→ Task statement
Every entry that follows should be reproduced exactly.

(Object location annotation data)
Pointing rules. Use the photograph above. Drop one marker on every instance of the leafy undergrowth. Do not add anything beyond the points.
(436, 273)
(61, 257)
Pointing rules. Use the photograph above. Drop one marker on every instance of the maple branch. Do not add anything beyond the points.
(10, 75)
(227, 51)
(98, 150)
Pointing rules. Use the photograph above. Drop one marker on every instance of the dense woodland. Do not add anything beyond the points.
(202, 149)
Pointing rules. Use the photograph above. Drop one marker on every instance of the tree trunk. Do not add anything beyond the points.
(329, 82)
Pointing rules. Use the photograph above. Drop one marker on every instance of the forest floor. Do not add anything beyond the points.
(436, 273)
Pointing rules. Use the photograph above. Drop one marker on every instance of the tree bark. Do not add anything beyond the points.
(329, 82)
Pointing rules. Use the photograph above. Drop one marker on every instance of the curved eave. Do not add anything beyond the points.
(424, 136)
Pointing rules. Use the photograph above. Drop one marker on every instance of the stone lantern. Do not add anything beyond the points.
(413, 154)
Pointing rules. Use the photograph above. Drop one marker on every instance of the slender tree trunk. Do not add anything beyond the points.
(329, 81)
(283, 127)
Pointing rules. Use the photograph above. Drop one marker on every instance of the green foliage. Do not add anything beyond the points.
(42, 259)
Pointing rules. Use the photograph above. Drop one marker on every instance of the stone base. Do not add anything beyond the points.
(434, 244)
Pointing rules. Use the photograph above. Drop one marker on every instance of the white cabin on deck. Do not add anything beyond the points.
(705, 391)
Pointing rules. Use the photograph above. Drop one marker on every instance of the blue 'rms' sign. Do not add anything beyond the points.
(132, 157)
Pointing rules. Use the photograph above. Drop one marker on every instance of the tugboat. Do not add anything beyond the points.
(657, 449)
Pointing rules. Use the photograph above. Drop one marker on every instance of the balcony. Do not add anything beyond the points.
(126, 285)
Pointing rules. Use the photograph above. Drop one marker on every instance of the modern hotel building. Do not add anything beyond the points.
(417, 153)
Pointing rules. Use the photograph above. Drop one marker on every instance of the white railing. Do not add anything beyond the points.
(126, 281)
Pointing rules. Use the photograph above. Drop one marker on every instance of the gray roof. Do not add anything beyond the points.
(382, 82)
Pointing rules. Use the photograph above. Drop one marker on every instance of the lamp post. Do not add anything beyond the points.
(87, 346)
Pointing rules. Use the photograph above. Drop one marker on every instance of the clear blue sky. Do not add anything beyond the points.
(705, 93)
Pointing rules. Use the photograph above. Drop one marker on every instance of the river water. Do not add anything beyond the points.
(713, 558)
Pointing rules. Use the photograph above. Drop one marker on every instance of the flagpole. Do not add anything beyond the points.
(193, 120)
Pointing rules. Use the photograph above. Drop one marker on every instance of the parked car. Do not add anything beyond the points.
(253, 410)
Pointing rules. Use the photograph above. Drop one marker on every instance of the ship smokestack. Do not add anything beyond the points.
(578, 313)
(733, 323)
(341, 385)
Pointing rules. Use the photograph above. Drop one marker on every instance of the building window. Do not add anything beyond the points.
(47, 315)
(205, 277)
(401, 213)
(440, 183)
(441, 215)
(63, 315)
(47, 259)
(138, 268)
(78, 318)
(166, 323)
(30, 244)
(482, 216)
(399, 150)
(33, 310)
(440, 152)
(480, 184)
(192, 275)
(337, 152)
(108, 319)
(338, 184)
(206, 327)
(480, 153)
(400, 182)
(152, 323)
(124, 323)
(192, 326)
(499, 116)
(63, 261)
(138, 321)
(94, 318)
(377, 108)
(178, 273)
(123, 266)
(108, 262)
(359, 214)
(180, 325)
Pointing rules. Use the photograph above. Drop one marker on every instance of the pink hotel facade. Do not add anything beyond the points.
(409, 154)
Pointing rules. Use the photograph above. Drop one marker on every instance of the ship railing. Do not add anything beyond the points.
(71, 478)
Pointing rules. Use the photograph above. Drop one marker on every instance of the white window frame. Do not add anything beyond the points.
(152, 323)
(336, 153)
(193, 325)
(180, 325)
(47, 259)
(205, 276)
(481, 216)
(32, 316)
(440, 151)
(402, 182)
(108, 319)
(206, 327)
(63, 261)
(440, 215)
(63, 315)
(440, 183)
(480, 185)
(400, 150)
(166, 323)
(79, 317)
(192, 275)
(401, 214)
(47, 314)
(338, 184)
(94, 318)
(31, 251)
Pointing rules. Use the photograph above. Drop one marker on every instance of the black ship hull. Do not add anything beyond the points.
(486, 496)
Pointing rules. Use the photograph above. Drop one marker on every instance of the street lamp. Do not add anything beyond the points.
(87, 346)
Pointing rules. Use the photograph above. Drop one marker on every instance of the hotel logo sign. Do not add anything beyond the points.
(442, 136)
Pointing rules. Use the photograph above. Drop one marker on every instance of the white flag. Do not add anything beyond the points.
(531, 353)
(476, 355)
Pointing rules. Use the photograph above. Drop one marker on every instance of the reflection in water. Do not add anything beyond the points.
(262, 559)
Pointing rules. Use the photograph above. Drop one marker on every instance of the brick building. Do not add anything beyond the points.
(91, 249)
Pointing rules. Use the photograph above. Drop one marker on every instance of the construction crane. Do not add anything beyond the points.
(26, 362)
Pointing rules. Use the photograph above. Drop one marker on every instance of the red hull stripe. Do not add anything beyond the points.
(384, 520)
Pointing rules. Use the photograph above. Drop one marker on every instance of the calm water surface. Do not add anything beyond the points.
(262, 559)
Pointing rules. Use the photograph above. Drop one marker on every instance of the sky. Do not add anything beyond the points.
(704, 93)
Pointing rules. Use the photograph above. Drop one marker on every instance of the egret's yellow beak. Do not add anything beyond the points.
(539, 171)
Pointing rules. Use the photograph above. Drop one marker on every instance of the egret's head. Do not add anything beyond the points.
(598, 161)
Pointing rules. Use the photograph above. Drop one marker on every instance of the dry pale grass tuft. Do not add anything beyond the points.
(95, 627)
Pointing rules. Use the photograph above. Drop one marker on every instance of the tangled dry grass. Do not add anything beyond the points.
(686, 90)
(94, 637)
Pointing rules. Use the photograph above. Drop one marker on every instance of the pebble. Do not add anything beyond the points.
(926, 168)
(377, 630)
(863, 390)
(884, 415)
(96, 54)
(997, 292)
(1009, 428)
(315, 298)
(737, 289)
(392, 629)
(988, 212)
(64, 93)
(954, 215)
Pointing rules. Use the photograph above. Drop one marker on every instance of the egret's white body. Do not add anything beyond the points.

→ Result of this task
Pointing rules. Use the photograph above. Drop one marker on every instance of the leafy undergrowth. Do not add anything beyond the points.
(436, 273)
(61, 257)
Pointing rules. Use the photograph above. Drop one marker on every instance of the maple branch. Do not add anything beyond the points.
(10, 75)
(227, 51)
(98, 150)
Pointing rules. Use the photograph above. Drop one marker on every instance of the dense woodland. Do not add anything beyond the points.
(202, 149)
Pointing rules. Use the photograph above. Drop one marker on every instance of the tree trunk. Do not add anything beyond the points.
(329, 82)
Pointing rules. Use the photograph above. Drop one marker on every instance of the forest floor. Do not add anything beyond the points.
(436, 273)
Pointing rules. Use the photograph above. Drop one marker on every instance of the tree bark. Do not add anything beyond the points.
(329, 82)
Pointing rules. Use the photograph above. Drop one marker on every instance of the curved eave. Do not add anything beyond the points.
(424, 136)
Pointing rules. Use the photograph above. Drop one marker on every instance of the stone lantern. Do not add anything beyond the points.
(413, 154)
Pointing rules. Use the photograph above. Drop one marker on every instance of the slender tree trunk. Do not add anything beyond the points.
(329, 81)
(283, 127)
Pointing rules. Use the photograph above. Drop one marker on every instance of the green foliage. Do not add anything beyond the points.
(42, 259)
Pointing rules. Use the photograph above. Drop one marker on every instance of the stone base. Do not add anything beyond the points.
(434, 244)
Pointing rules. Use the photograph above. Drop one marker on every instance of the white cabin on deck. Do not add anything beyond the points.
(705, 391)
Pointing rules. Use the photograph above. Drop one marker on every instance of the blue 'rms' sign. Do not add anything beyond the points.
(132, 157)
Pointing rules. Use the photograph above. Drop one marker on every instance of the tugboat. Do not add anything beyond the points.
(657, 449)
Pointing rules. Use the photograph above. Drop one marker on every instance of the balcony. Do not add anything beyond the points.
(126, 285)
Pointing rules. Use the photograph above. Drop one marker on every instance of the modern hotel building. Do not add anything beyond the points.
(417, 153)
Pointing rules. Use the photograph above. Drop one marker on every instance of the white railing. Do not add anything beyond the points.
(126, 281)
Pointing rules. Use the photograph above. Drop one marker on every instance of the gray roof. Do not add anything beyond the points.
(382, 82)
Pointing rules. Use the photograph above. Drop one marker on every instance of the lamp post. Do not add anything beyond the points.
(87, 346)
Pointing rules. Use the photograph above. Drop one marker on every instance of the clear blue sky. Do not add anything beyond the points.
(705, 93)
Pointing rules. Use the photograph above. Drop one marker on every instance of the river water. Do not add anything beyond the points.
(713, 558)
Pointing rules. Use the photograph above. Drop one marker on every instance of the flagpole. Do not add anything beyond the points.
(193, 120)
Pointing rules. Use the photograph above. Drop one marker on every instance of the parked car. Do not add anything beyond the points.
(253, 410)
Pointing rules. Use the photograph above. Drop one marker on every instance of the ship smokestack. Do not add anything beyond the points.
(578, 313)
(733, 323)
(341, 385)
Pointing rules. Use the photograph above. Drop one marker on every instance of the building window. Do not add anything beyond the points.
(47, 315)
(205, 277)
(401, 213)
(440, 183)
(441, 215)
(63, 315)
(47, 259)
(138, 268)
(78, 318)
(166, 323)
(30, 244)
(482, 216)
(399, 150)
(33, 310)
(440, 152)
(480, 184)
(192, 275)
(337, 152)
(108, 319)
(338, 184)
(206, 327)
(480, 153)
(400, 182)
(152, 323)
(124, 323)
(192, 326)
(499, 116)
(63, 261)
(138, 321)
(94, 318)
(377, 108)
(178, 273)
(123, 266)
(108, 262)
(359, 214)
(180, 325)
Pointing rules. Use the photograph above. Drop one marker on every instance of the pink hotel facade. Do not add anything beyond the points.
(409, 154)
Pointing rules. Use the photograph above. Drop one marker on every instance of the ship railing. Do not add anything beyond the points.
(71, 478)
Pointing rules. Use the photograph above. Drop one marker on every instance of the white window frame. Do not add anything beyond the points.
(152, 323)
(336, 153)
(193, 325)
(180, 325)
(47, 259)
(205, 276)
(481, 216)
(32, 316)
(440, 151)
(402, 182)
(108, 319)
(206, 327)
(63, 261)
(440, 215)
(63, 315)
(440, 183)
(480, 185)
(400, 150)
(166, 323)
(79, 317)
(192, 275)
(401, 214)
(47, 314)
(338, 184)
(94, 318)
(31, 251)
Pointing rules. Use the photograph above. Drop one marker on every instance of the black ship hull. Do not add anything beyond the points.
(486, 496)
Pointing rules. Use the photograph above. Drop one marker on every instance of the street lamp. Do not add anything beyond the points.
(87, 346)
Pointing rules. Use the photograph above. Drop one marker on every instance of the hotel logo sign. Do not add anything beyond the points.
(442, 136)
Pointing rules. Use the photograph above. Drop one marker on every instance of the white flag. Do not add anything beyond the points.
(531, 353)
(476, 355)
Pointing rules. Use the photograph above. Drop one marker on every instance of the reflection in water. Do not add anything beyond the points.
(262, 559)
Pointing rules. Use the photograph above. Drop one marker on every instance of the brick building. Do not add anything beyond the points.
(91, 249)
Pointing rules. Use the photograph above. Drop one marker on every instance of the construction crane. Do not add anything beyond the points.
(26, 362)
Pointing rules. Use the photograph above. Drop one marker on every instance of the red hull stripe. Do not add anything beyond the points.
(384, 520)
Pointing rules. Use the photograph above. Drop one marker on every instance of the calm water surface. Do not add anything beyond the points.
(262, 559)
Pointing rules. Use the photograph above. Drop one marker on every instance of the sky. Do not add anything beyond the points.
(704, 93)
Pointing rules. Use the photograph above. Drop one marker on every instance of the egret's yellow beak. Do not add anything beyond the points.
(539, 171)
Pointing rules. Use the photograph above. Drop one marker on every instance of the egret's head. Do not add anything beyond the points.
(598, 161)
Pointing rules. Use the photograph above. Drop one marker on every instance of the dry pale grass tuft. Do not add anything beyond the points.
(95, 627)
Pointing rules. Use the photograph above. Drop one marker on every instance of the tangled dry grass. Do not add anything beyond the points.
(686, 90)
(94, 637)
Pointing rules. Use the photograph above. Drop one marker on every instance of the pebble. Do not add anything beyond the points.
(926, 168)
(377, 630)
(863, 390)
(884, 415)
(96, 54)
(997, 292)
(1009, 428)
(315, 298)
(737, 289)
(392, 629)
(988, 212)
(64, 93)
(954, 215)
Pointing rules. Use the photograph above. Drop one marker on every instance of the egret's white body. Do not add anything beyond the points.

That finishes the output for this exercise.